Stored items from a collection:
##############################

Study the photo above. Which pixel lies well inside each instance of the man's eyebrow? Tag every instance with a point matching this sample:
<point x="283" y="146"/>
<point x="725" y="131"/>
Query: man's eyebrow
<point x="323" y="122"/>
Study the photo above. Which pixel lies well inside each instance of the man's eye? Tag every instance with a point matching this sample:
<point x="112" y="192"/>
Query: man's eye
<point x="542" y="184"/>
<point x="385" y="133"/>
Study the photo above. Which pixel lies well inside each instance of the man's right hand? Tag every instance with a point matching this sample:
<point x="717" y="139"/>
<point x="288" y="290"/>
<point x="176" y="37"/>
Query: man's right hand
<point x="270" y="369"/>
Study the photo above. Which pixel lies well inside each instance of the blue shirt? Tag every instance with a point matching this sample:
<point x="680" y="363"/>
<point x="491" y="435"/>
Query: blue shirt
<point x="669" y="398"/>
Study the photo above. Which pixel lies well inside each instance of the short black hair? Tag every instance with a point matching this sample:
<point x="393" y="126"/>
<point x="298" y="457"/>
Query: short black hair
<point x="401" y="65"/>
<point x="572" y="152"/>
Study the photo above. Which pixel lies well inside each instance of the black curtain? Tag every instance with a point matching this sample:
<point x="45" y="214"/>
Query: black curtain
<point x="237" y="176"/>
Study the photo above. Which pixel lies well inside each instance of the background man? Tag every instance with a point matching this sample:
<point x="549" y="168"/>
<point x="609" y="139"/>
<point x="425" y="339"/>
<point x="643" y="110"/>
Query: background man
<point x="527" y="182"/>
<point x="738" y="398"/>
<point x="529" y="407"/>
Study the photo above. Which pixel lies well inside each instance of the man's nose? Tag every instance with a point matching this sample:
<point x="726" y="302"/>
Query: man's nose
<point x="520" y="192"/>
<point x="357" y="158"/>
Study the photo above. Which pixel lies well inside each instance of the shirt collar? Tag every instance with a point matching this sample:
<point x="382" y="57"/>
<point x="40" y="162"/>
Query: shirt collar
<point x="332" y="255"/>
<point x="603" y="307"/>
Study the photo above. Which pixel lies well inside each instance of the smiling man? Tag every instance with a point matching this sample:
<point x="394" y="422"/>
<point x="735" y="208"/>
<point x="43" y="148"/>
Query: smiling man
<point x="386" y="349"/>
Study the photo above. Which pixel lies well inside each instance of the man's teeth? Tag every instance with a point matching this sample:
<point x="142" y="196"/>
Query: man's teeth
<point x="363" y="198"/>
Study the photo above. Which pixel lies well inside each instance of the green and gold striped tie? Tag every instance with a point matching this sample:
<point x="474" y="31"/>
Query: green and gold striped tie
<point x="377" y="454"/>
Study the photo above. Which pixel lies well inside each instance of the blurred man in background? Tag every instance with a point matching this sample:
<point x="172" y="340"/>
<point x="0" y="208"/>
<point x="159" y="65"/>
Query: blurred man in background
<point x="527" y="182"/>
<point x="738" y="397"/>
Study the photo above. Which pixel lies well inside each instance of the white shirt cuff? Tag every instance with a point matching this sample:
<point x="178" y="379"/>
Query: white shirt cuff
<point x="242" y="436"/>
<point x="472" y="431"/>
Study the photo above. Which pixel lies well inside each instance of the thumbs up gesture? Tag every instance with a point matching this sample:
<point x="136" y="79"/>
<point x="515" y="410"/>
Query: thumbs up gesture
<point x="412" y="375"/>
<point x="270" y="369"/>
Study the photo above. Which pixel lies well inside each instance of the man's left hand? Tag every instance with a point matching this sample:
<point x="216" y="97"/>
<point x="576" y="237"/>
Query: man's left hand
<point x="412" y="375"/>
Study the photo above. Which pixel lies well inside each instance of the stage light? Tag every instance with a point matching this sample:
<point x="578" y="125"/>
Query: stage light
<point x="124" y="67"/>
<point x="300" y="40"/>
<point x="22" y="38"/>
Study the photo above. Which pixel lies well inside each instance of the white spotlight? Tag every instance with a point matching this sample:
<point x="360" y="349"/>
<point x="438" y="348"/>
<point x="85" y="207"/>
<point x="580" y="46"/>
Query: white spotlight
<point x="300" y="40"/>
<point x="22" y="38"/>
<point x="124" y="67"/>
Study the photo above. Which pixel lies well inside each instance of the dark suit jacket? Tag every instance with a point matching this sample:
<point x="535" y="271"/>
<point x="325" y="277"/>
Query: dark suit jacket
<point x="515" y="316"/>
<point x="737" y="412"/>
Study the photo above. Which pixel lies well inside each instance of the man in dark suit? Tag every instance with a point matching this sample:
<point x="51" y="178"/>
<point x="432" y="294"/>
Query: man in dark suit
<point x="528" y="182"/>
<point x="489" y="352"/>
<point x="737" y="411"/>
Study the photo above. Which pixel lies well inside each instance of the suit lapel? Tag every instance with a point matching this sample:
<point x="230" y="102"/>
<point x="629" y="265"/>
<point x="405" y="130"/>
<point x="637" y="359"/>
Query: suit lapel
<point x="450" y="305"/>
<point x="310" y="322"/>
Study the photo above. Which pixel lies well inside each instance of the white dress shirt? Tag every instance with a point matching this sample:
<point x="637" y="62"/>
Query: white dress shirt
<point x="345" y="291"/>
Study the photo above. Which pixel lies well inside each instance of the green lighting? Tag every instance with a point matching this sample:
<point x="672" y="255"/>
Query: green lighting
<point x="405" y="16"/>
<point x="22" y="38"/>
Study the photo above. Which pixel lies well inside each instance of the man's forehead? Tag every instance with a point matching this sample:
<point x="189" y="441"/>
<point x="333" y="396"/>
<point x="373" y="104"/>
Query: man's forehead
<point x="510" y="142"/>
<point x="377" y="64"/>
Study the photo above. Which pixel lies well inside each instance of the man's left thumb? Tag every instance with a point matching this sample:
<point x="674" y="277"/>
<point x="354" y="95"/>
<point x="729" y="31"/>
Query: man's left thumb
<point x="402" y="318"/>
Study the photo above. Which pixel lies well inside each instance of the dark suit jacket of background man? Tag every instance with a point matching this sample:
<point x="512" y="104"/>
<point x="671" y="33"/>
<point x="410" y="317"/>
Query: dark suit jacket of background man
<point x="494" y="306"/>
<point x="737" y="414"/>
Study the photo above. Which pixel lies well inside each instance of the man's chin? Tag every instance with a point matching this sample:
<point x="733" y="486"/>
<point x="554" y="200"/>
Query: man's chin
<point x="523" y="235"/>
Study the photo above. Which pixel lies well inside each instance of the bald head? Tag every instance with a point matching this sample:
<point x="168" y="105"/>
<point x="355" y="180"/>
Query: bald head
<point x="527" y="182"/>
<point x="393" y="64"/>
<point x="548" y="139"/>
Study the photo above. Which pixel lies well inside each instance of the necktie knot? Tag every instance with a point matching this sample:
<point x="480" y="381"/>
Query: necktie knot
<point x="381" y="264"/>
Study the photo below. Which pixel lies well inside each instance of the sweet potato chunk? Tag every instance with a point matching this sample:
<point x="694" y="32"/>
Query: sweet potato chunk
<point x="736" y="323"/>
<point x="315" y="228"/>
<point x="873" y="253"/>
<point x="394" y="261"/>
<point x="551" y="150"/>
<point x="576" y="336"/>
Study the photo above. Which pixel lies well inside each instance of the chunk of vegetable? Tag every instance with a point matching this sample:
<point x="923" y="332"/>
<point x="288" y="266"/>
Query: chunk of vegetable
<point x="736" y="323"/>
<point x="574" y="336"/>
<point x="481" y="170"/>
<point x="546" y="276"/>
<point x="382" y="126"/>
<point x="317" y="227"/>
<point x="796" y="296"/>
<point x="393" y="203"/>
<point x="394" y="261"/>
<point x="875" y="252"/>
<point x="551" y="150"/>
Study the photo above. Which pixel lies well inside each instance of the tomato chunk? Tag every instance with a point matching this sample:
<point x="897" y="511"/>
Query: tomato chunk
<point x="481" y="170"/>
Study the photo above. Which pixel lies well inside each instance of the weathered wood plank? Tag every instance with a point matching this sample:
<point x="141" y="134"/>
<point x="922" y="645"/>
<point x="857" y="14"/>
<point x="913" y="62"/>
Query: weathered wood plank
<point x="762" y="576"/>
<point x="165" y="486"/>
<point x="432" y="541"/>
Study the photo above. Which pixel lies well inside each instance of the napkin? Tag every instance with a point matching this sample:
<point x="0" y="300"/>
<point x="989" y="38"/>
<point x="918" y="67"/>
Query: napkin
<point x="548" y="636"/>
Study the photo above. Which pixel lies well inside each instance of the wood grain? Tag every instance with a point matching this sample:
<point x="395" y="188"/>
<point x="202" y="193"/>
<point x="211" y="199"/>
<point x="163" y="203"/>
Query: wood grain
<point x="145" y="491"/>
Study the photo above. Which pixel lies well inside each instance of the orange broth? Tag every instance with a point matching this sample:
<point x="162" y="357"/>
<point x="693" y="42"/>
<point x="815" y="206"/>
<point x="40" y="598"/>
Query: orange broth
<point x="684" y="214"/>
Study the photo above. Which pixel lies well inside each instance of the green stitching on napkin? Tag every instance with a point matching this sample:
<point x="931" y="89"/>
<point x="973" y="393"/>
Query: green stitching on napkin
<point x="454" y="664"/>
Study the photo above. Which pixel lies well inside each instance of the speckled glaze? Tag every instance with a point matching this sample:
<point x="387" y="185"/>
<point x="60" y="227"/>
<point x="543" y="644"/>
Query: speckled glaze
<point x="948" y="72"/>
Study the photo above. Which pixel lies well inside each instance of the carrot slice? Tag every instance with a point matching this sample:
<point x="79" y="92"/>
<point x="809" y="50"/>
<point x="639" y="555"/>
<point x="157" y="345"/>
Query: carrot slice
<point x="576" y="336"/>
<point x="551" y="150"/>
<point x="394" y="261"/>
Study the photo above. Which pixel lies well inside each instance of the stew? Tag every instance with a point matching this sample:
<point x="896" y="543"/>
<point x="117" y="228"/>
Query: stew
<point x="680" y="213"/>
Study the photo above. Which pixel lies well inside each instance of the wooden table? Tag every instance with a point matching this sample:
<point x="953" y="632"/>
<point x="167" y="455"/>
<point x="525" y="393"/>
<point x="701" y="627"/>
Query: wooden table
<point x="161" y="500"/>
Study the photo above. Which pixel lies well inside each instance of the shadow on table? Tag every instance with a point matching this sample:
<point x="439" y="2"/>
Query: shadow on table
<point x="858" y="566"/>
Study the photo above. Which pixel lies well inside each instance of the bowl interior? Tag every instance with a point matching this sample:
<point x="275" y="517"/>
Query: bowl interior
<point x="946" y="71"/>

##############################

Problem details: Reproduce the records above exactly, starting with the line that contains "of the shadow" and ending with the last line.

Answer section:
Study the photo above. Which pixel lies well inside each instance of the shadow on table? Tag every instance with a point matching this sample:
<point x="439" y="2"/>
Query: shadow on table
<point x="858" y="566"/>
Study the photo above. Which pixel lies well inside each instance of the bowl interior? Tag every instance with a point matching this sample:
<point x="275" y="517"/>
Query: bowl interior
<point x="946" y="71"/>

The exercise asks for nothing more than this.